Items from a data source:
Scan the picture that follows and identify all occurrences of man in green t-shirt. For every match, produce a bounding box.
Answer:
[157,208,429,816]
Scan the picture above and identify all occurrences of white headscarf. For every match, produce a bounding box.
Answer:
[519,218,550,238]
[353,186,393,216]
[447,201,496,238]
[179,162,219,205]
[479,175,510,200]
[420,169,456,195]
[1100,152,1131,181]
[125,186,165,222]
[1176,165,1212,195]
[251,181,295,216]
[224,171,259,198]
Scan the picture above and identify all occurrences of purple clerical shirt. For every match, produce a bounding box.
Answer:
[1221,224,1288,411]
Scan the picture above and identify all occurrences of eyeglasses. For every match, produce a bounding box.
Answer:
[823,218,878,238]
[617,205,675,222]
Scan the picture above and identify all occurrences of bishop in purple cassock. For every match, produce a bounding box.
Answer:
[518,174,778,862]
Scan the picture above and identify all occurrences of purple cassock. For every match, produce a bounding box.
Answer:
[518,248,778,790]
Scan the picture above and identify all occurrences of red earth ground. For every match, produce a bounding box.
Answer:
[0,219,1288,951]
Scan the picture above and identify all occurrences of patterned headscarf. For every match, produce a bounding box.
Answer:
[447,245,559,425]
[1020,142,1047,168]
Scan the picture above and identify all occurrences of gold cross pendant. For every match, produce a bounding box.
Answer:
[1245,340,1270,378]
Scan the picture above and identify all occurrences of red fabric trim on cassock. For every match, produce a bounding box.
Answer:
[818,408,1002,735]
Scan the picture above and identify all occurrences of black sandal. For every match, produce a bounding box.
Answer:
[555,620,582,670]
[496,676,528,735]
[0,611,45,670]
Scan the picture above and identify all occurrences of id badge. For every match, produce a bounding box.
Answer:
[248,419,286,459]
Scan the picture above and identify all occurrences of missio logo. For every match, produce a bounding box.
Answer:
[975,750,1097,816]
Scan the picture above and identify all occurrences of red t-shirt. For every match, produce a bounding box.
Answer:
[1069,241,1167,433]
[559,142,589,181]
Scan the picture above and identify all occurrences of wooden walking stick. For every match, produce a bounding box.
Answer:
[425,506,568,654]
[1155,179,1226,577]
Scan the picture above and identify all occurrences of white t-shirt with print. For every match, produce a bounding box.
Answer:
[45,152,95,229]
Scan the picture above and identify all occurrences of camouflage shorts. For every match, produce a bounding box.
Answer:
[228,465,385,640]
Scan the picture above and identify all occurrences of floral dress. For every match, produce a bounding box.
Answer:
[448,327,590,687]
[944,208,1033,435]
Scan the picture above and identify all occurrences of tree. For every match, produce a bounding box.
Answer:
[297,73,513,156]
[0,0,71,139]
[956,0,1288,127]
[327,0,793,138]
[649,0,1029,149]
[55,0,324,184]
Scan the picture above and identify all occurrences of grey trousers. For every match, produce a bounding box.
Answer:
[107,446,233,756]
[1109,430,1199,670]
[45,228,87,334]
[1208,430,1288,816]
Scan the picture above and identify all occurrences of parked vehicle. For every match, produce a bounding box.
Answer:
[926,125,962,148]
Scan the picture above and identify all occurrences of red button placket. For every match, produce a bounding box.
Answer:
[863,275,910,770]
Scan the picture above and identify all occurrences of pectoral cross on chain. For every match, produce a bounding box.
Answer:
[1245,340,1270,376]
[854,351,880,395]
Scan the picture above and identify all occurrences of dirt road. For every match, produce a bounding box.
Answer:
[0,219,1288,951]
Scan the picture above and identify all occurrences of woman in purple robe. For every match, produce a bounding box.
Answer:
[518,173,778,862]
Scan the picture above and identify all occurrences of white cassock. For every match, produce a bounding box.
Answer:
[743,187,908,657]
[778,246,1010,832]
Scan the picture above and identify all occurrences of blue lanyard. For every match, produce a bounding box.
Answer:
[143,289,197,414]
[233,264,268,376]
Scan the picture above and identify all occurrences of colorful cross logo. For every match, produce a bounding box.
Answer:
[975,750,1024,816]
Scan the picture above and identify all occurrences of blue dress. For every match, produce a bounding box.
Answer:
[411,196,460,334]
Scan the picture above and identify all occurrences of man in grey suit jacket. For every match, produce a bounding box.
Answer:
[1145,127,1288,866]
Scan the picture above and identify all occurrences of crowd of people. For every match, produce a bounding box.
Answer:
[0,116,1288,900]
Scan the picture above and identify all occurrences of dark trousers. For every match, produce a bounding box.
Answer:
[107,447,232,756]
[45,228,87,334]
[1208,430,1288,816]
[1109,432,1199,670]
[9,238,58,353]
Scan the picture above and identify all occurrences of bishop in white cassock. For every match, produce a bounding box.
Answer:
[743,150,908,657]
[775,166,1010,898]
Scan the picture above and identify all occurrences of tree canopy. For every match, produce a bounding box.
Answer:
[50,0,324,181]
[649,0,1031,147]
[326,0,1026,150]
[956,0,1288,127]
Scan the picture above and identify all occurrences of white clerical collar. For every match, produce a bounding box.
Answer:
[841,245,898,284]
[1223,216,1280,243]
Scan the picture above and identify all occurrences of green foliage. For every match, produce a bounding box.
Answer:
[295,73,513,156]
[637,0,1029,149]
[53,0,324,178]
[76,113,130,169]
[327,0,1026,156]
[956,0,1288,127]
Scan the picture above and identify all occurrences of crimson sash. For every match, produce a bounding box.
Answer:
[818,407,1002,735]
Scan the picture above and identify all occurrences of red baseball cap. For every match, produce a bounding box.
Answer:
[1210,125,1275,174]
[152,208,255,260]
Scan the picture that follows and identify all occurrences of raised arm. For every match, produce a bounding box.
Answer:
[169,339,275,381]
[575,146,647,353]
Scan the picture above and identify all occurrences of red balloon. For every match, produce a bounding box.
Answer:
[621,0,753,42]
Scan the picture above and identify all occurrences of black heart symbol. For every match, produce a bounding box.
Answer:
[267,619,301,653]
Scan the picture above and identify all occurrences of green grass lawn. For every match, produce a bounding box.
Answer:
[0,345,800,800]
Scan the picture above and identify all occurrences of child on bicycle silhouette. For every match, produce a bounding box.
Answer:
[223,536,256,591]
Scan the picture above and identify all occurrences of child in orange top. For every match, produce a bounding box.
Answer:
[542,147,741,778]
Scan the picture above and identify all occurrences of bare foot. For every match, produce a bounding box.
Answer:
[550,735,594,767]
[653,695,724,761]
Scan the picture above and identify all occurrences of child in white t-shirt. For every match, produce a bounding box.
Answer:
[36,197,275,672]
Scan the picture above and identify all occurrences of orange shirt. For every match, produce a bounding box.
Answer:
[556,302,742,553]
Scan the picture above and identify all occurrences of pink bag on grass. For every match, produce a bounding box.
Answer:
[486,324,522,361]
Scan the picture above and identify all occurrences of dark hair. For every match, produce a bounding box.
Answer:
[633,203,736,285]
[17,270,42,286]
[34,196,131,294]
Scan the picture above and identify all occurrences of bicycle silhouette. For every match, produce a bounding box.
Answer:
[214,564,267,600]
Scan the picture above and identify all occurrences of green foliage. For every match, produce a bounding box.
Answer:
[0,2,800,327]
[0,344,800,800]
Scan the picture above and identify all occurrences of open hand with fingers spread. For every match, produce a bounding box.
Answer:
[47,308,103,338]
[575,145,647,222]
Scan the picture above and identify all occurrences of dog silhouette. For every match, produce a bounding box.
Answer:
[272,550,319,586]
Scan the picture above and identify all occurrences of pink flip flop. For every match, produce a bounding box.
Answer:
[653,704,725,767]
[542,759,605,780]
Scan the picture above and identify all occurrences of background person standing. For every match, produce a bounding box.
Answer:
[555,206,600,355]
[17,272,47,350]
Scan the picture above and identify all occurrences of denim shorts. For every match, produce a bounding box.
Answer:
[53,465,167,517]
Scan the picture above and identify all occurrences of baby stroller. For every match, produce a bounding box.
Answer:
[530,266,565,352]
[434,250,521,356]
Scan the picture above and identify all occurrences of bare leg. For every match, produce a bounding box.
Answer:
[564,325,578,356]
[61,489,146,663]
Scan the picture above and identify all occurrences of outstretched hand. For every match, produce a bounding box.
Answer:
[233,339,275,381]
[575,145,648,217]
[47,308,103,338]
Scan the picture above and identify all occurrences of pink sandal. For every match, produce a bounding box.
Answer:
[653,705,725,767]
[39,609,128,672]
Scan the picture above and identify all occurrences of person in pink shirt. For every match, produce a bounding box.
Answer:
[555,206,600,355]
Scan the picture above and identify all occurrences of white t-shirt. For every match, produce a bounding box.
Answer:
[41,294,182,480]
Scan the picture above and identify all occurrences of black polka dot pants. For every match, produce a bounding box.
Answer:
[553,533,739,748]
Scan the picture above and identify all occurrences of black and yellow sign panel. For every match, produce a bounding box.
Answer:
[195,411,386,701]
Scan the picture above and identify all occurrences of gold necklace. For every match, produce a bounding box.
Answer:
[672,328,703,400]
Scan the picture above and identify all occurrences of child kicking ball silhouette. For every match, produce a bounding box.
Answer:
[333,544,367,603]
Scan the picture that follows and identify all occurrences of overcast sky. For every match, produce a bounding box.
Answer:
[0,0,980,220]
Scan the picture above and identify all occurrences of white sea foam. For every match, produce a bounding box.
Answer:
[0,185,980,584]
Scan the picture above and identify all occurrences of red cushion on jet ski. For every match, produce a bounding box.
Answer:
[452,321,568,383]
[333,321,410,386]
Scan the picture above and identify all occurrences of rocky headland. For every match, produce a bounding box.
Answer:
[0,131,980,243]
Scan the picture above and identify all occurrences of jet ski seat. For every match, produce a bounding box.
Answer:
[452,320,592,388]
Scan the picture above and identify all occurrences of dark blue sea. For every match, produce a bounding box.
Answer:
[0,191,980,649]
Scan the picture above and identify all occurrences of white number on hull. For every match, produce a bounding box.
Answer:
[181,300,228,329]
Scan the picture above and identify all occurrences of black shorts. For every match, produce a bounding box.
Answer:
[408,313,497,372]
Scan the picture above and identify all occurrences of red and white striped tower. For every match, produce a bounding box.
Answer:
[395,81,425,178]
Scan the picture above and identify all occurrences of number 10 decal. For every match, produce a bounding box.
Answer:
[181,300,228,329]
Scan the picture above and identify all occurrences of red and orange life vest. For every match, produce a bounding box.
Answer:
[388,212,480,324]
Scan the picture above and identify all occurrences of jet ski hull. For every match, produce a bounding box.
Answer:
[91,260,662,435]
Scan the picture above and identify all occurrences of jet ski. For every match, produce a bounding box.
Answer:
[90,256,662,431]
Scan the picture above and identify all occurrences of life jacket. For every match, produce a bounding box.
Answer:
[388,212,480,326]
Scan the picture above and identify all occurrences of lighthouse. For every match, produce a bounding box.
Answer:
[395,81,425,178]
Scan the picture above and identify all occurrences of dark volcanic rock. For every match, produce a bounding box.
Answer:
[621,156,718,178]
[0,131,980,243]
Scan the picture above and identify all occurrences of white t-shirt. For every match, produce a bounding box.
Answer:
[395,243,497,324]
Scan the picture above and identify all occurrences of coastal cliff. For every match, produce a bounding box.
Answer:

» PROBLEM STATEMENT:
Write out the lines from the start of the records through the line with "[818,408,1002,735]" again, swapping every "cassock" for "robe" and leaving everything else unchanged.

» SOLUTION:
Scan the picture that follows and identify all occurrences of man in green t-shirt. For every match, produce a bounding box.
Answer:
[157,208,429,816]
Scan the picture above and identify all occurrences of white headscarf. For every match, produce a bounding box.
Answer:
[519,218,550,238]
[353,186,393,216]
[447,201,496,238]
[179,162,219,205]
[479,175,510,200]
[420,169,456,195]
[1100,152,1131,181]
[125,186,165,222]
[1176,165,1212,195]
[251,181,295,216]
[224,171,259,198]
Scan the picture above and identify all occurrences of purple clerical shirt. For every match, produce a bounding box.
Answer:
[1221,224,1288,411]
Scan the picture above and identify all occurrences of eyeglasses. For every match, produce a bounding box.
Answer:
[823,218,878,238]
[617,205,675,222]
Scan the picture above and identify all occurrences of bishop in purple robe. For every match, produce a bounding box.
Answer:
[518,174,778,862]
Scan the picture above and identify all occurrences of purple robe. For every match, produce a bounding box.
Answer:
[518,248,778,790]
Scan the picture above and identify all occurrences of red earth ground. For every match, produce a bounding box.
Answer:
[0,219,1288,951]
Scan the picture above and identify all occurrences of patterned headscarf. For every match, produce a bounding box.
Answer:
[447,245,559,425]
[1020,142,1047,168]
Scan the picture above and identify all occurrences of gold cross pendant. For every match, produce a bounding box.
Answer:
[1245,340,1270,378]
Scan the picture above and identify all occurrences of red fabric trim on robe. For every match, produce a bounding box.
Answer:
[818,408,1002,735]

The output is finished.